DIRECTIONS -
Check each line of the listing below for "lamp" and state how many lines contain it, with no other words.

___

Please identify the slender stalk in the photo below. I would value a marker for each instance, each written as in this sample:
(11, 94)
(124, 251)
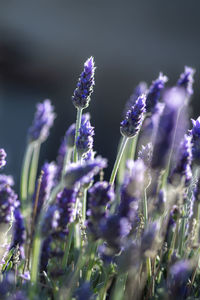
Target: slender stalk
(33, 168)
(35, 258)
(68, 246)
(78, 125)
(118, 159)
(120, 286)
(66, 161)
(33, 218)
(25, 175)
(132, 147)
(182, 232)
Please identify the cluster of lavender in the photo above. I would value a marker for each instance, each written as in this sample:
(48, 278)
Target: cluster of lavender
(73, 235)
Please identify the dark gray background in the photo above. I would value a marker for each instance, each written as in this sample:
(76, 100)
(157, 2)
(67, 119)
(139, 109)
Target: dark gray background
(43, 45)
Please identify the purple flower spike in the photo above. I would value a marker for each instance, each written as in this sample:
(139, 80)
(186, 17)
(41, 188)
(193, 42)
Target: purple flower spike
(140, 89)
(8, 202)
(154, 92)
(186, 80)
(2, 158)
(19, 231)
(6, 180)
(195, 133)
(145, 154)
(130, 126)
(43, 121)
(82, 173)
(82, 93)
(183, 167)
(84, 141)
(100, 196)
(49, 171)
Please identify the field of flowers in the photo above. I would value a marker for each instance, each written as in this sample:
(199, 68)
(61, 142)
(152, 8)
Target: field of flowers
(72, 235)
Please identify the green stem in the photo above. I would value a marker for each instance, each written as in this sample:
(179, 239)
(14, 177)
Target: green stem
(66, 161)
(35, 258)
(33, 168)
(118, 159)
(24, 175)
(132, 147)
(68, 246)
(78, 125)
(120, 286)
(182, 231)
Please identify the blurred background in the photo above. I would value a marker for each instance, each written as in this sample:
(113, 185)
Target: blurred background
(43, 45)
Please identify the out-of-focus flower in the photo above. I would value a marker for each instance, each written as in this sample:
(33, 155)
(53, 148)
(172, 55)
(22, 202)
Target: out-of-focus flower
(100, 197)
(82, 173)
(131, 191)
(130, 126)
(2, 158)
(165, 133)
(8, 202)
(186, 80)
(177, 281)
(154, 92)
(43, 121)
(84, 89)
(140, 89)
(183, 166)
(19, 231)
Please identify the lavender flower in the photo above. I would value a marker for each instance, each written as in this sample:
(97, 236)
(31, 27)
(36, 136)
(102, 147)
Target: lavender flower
(84, 141)
(82, 93)
(2, 158)
(183, 167)
(82, 173)
(154, 92)
(100, 196)
(8, 202)
(130, 126)
(6, 180)
(164, 137)
(19, 231)
(49, 171)
(145, 154)
(161, 201)
(195, 133)
(60, 158)
(43, 121)
(140, 89)
(186, 80)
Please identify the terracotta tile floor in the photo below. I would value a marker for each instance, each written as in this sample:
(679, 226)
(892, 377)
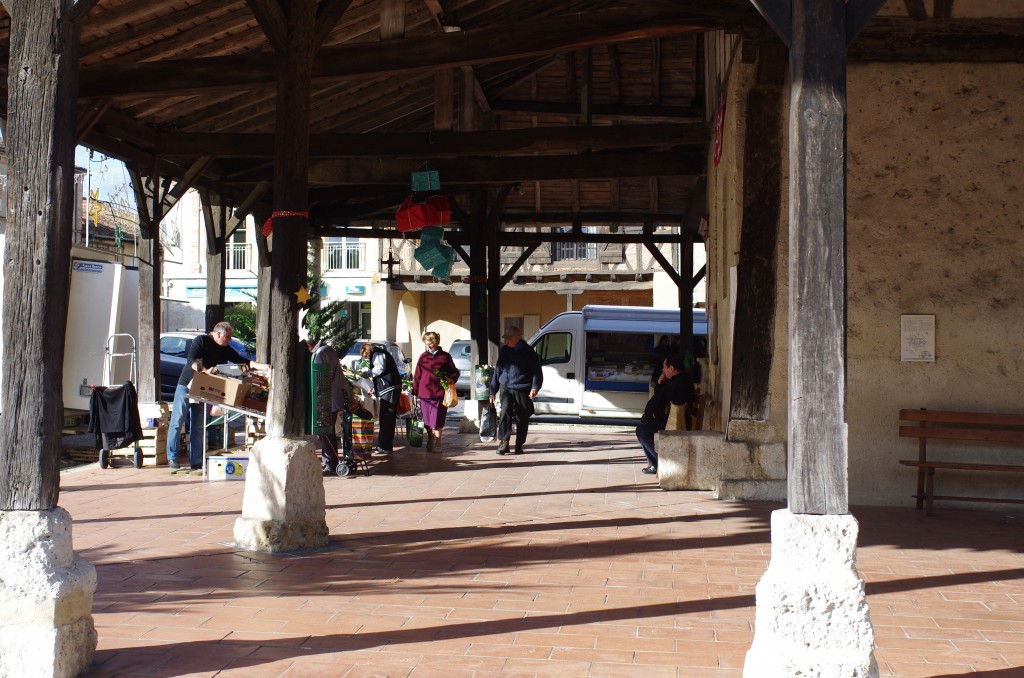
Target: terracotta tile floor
(564, 561)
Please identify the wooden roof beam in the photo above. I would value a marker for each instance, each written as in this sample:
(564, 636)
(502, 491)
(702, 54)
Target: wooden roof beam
(255, 70)
(440, 143)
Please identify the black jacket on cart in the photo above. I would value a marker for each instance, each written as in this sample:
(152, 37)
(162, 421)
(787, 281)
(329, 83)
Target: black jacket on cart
(114, 416)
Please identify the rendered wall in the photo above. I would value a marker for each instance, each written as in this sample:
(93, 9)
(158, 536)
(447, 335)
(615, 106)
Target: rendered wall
(935, 226)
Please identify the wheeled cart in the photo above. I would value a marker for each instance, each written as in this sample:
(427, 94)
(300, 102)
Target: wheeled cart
(114, 410)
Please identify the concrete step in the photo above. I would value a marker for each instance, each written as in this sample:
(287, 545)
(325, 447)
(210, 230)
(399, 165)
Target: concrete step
(751, 491)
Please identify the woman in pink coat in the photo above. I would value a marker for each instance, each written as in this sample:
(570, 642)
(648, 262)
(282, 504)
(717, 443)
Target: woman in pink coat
(434, 364)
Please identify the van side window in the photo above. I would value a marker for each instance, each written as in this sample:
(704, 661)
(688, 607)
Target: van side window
(554, 347)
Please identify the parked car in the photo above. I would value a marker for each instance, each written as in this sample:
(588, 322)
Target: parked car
(173, 348)
(462, 353)
(351, 358)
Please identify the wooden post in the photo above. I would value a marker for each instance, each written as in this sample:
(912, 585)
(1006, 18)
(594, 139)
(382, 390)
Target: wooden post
(214, 218)
(42, 91)
(756, 294)
(478, 271)
(263, 300)
(288, 266)
(817, 475)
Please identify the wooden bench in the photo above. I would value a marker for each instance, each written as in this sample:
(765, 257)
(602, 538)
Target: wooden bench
(978, 426)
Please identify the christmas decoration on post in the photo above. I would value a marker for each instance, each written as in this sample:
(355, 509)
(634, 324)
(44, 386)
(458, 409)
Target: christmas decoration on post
(268, 224)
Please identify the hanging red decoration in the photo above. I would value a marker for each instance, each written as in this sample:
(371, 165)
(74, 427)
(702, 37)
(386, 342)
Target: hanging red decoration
(268, 224)
(719, 131)
(434, 211)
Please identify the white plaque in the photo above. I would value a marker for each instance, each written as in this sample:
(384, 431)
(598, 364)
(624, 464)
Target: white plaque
(916, 338)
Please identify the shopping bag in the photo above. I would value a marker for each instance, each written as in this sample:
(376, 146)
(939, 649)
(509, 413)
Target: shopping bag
(363, 435)
(404, 405)
(414, 431)
(488, 424)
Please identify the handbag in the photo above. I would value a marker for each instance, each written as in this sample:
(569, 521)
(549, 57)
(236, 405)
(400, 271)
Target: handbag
(415, 428)
(451, 396)
(404, 406)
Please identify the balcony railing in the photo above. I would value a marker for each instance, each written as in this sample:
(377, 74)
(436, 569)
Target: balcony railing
(344, 256)
(238, 256)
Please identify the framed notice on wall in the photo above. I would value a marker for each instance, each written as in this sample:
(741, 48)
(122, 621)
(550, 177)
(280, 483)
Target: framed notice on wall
(916, 338)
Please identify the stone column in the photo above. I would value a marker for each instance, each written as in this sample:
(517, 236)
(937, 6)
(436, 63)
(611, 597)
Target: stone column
(46, 592)
(812, 618)
(284, 507)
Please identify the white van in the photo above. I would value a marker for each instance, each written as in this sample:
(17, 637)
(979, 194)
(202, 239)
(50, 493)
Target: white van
(598, 362)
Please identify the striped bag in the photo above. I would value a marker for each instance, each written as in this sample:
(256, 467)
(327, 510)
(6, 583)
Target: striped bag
(363, 436)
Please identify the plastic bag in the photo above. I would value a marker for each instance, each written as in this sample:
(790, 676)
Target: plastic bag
(488, 424)
(364, 385)
(451, 396)
(404, 406)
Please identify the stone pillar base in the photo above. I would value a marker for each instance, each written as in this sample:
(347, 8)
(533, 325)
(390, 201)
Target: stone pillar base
(45, 597)
(284, 506)
(812, 619)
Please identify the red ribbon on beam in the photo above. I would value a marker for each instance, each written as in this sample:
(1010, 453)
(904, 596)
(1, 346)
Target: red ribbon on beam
(268, 224)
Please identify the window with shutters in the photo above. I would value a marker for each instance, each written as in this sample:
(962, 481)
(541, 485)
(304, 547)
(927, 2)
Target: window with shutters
(574, 251)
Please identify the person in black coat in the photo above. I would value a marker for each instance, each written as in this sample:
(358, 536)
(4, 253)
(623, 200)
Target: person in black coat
(674, 387)
(387, 387)
(516, 379)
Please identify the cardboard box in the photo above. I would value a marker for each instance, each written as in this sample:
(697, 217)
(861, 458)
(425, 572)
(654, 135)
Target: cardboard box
(218, 389)
(226, 468)
(258, 406)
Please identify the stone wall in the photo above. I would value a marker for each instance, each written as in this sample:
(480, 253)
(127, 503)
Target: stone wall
(935, 226)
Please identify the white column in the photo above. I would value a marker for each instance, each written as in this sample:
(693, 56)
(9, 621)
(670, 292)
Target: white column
(812, 619)
(46, 593)
(284, 506)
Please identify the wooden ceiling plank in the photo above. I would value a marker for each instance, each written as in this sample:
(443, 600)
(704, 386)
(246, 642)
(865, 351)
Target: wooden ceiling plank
(120, 16)
(328, 15)
(153, 28)
(512, 169)
(196, 35)
(271, 18)
(392, 57)
(392, 22)
(81, 9)
(915, 8)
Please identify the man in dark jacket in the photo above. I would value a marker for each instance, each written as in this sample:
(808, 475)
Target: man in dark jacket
(674, 387)
(516, 379)
(205, 352)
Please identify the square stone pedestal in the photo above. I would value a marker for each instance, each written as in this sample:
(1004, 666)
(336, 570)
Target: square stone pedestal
(812, 619)
(284, 507)
(46, 594)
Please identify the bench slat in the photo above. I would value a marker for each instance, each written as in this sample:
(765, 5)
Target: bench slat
(990, 500)
(963, 467)
(983, 418)
(989, 434)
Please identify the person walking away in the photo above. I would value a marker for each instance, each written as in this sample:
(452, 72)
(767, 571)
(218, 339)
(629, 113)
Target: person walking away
(516, 379)
(340, 398)
(205, 352)
(674, 387)
(433, 365)
(387, 388)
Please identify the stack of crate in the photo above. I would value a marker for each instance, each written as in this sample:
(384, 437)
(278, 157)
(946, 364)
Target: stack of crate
(255, 430)
(156, 417)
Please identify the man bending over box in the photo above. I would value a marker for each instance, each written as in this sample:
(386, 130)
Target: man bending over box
(205, 352)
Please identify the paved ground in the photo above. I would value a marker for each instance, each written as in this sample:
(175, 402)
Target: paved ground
(563, 561)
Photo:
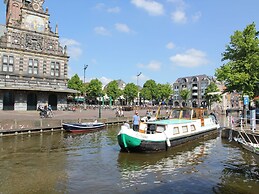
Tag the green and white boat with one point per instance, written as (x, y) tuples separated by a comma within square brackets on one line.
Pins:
[(183, 125)]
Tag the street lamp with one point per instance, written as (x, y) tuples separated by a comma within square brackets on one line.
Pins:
[(85, 67), (138, 88)]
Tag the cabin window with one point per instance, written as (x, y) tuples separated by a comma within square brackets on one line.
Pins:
[(193, 128), (160, 129), (176, 130), (185, 129)]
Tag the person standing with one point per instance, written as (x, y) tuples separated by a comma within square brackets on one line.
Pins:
[(136, 120)]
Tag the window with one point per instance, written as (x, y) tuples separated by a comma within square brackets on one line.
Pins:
[(54, 69), (33, 67), (8, 63)]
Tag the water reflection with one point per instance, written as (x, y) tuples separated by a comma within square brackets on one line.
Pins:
[(27, 161), (93, 163), (165, 167)]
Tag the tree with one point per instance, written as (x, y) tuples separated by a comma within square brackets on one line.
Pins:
[(130, 92), (94, 89), (149, 90), (212, 94), (241, 72), (164, 91), (185, 94), (76, 83), (112, 90)]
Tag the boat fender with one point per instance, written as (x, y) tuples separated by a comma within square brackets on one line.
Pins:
[(142, 127), (168, 143)]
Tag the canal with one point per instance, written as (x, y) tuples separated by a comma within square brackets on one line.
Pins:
[(58, 162)]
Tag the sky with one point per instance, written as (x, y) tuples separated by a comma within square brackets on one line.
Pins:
[(161, 40)]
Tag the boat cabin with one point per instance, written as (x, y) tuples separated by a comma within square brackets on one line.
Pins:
[(176, 117)]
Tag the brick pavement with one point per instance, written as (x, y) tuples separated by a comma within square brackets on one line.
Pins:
[(84, 114)]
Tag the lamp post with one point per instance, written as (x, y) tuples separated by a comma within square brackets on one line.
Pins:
[(138, 88), (85, 67)]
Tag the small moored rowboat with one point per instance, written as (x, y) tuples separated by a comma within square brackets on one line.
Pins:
[(83, 127)]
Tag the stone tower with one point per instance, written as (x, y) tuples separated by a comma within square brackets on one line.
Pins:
[(33, 64)]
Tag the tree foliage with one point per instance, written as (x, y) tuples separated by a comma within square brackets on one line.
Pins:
[(112, 90), (76, 83), (211, 94), (94, 89), (149, 90), (241, 72), (130, 92)]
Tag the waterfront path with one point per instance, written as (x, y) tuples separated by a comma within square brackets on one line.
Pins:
[(78, 114), (13, 122)]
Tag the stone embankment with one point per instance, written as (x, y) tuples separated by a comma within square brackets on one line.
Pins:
[(20, 122)]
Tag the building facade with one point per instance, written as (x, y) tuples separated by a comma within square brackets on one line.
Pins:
[(196, 85), (33, 65)]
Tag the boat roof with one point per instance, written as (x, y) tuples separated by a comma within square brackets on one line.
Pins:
[(170, 121)]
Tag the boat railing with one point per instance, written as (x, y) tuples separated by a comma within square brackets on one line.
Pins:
[(188, 113), (242, 123)]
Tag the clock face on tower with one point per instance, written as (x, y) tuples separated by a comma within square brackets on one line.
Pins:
[(37, 4), (34, 23)]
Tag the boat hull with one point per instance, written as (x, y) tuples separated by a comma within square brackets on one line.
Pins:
[(82, 127), (131, 144)]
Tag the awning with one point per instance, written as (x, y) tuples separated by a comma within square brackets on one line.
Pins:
[(42, 89)]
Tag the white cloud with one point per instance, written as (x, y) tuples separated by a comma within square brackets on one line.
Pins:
[(179, 17), (102, 31), (152, 7), (191, 58), (105, 80), (170, 45), (114, 10), (122, 27), (73, 47), (180, 4), (140, 79), (153, 66), (196, 16)]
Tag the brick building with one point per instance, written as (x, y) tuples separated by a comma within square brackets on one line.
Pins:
[(33, 65)]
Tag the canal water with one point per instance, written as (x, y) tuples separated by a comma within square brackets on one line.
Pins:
[(59, 162)]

___

OUTPUT FOR THIS TASK -
2